(Task to carry out) Each record below needs to be reproduced precisely, though not its pictures.

(Information provided)
== Segment start ==
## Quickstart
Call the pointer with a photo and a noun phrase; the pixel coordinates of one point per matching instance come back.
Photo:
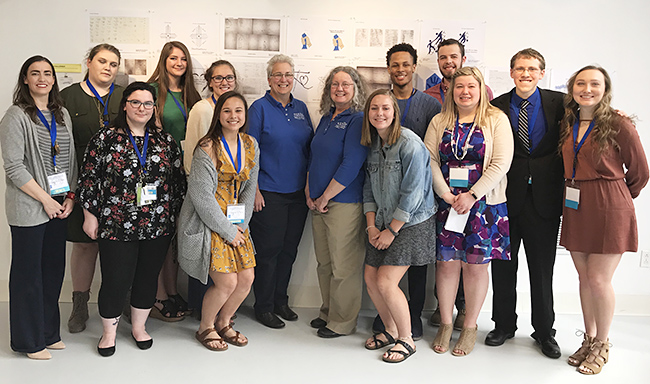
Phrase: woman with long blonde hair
(471, 148)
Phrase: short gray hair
(279, 58)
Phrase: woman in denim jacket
(399, 205)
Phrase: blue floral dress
(487, 233)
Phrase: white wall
(570, 34)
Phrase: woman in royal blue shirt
(283, 129)
(335, 196)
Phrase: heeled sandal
(581, 354)
(441, 342)
(596, 359)
(466, 342)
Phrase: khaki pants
(339, 243)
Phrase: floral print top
(108, 181)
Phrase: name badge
(572, 197)
(146, 195)
(459, 177)
(236, 213)
(58, 183)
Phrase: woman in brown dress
(605, 168)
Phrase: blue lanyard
(238, 166)
(52, 131)
(180, 106)
(408, 106)
(104, 104)
(142, 156)
(576, 149)
(532, 120)
(465, 144)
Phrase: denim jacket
(398, 181)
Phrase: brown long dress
(605, 221)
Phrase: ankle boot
(79, 315)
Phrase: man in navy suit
(534, 193)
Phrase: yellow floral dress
(225, 257)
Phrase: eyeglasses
(531, 70)
(137, 103)
(344, 85)
(279, 76)
(218, 79)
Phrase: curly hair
(360, 90)
(604, 131)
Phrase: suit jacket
(543, 164)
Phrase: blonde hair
(483, 109)
(605, 131)
(369, 132)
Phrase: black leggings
(130, 264)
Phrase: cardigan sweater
(23, 162)
(499, 149)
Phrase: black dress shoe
(105, 352)
(269, 319)
(318, 323)
(378, 325)
(286, 313)
(146, 344)
(549, 347)
(497, 337)
(327, 333)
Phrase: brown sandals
(234, 339)
(441, 342)
(204, 339)
(581, 354)
(597, 357)
(466, 342)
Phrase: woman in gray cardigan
(40, 169)
(213, 235)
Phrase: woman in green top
(93, 104)
(177, 94)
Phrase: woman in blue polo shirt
(335, 196)
(283, 129)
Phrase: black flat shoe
(286, 313)
(497, 337)
(327, 333)
(146, 344)
(270, 320)
(105, 352)
(549, 347)
(318, 323)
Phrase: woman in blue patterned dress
(471, 147)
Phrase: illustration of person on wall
(304, 40)
(338, 43)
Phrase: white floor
(296, 355)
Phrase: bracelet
(367, 228)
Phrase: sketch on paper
(135, 67)
(119, 30)
(199, 35)
(376, 77)
(249, 34)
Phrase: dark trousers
(540, 237)
(276, 231)
(129, 264)
(35, 279)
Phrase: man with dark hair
(416, 111)
(451, 56)
(534, 195)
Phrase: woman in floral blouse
== Segment end ==
(Result of the task)
## Quickstart
Call the pointer with a photo and a noun phrase; the pixel coordinates of one point per matching instance come back.
Photo:
Phrase: woman with long blonde hair
(471, 148)
Phrase: short gray hair
(279, 58)
Phrase: woman in denim jacket
(399, 205)
Phrase: blue floral dress
(487, 233)
Phrase: white wall
(570, 34)
Phrase: woman in royal blue shirt
(283, 129)
(335, 196)
Phrase: heeled sandal
(581, 354)
(441, 342)
(596, 359)
(466, 342)
Phrase: khaki pants
(339, 243)
Phrase: floral print top
(108, 181)
Phrase: name badge
(572, 197)
(146, 195)
(459, 177)
(236, 213)
(58, 183)
Phrase: woman in brown dress
(605, 168)
Phrase: blue lanyard
(238, 166)
(52, 131)
(180, 106)
(408, 106)
(104, 104)
(142, 156)
(576, 149)
(532, 120)
(465, 144)
Phrase: denim jacket
(398, 181)
Phrase: brown long dress
(605, 221)
Phrase: ankle boot
(79, 315)
Phrase: man in navy suit
(534, 193)
Phrase: yellow floral dress
(225, 257)
Phrase: eyeglasses
(531, 70)
(137, 103)
(344, 85)
(279, 76)
(218, 79)
Phrase: curly hair
(360, 90)
(604, 131)
Phrase: suit jacket
(543, 164)
Phrase: blonde hair
(483, 109)
(605, 131)
(369, 132)
Phrase: black leggings
(130, 264)
Phrase: cardigan sweater
(23, 162)
(499, 149)
Phrase: black dress shoe
(105, 352)
(269, 319)
(318, 323)
(378, 325)
(286, 313)
(146, 344)
(549, 347)
(497, 337)
(327, 333)
Phrase: brown sandals
(234, 339)
(441, 342)
(204, 339)
(581, 354)
(597, 357)
(466, 342)
Phrase: woman in gray cardigan
(40, 169)
(213, 235)
Phrase: woman in green top
(93, 104)
(177, 94)
Phrase: woman in blue polo shirt
(335, 196)
(283, 129)
Phrase: black flat shoe
(286, 313)
(497, 337)
(327, 333)
(146, 344)
(270, 320)
(105, 352)
(549, 347)
(318, 323)
Phrase: woman in blue patterned dress
(471, 147)
Phrase: illustration of person on wall
(304, 40)
(338, 43)
Phrase: white floor
(296, 355)
Phrase: bracelet
(367, 228)
Phrase: sketch on paper
(135, 67)
(119, 30)
(199, 35)
(376, 77)
(249, 34)
Phrase: dark trousers
(540, 237)
(276, 231)
(129, 264)
(35, 279)
Phrase: man with dark hair
(416, 111)
(451, 56)
(534, 195)
Phrase: woman in floral blouse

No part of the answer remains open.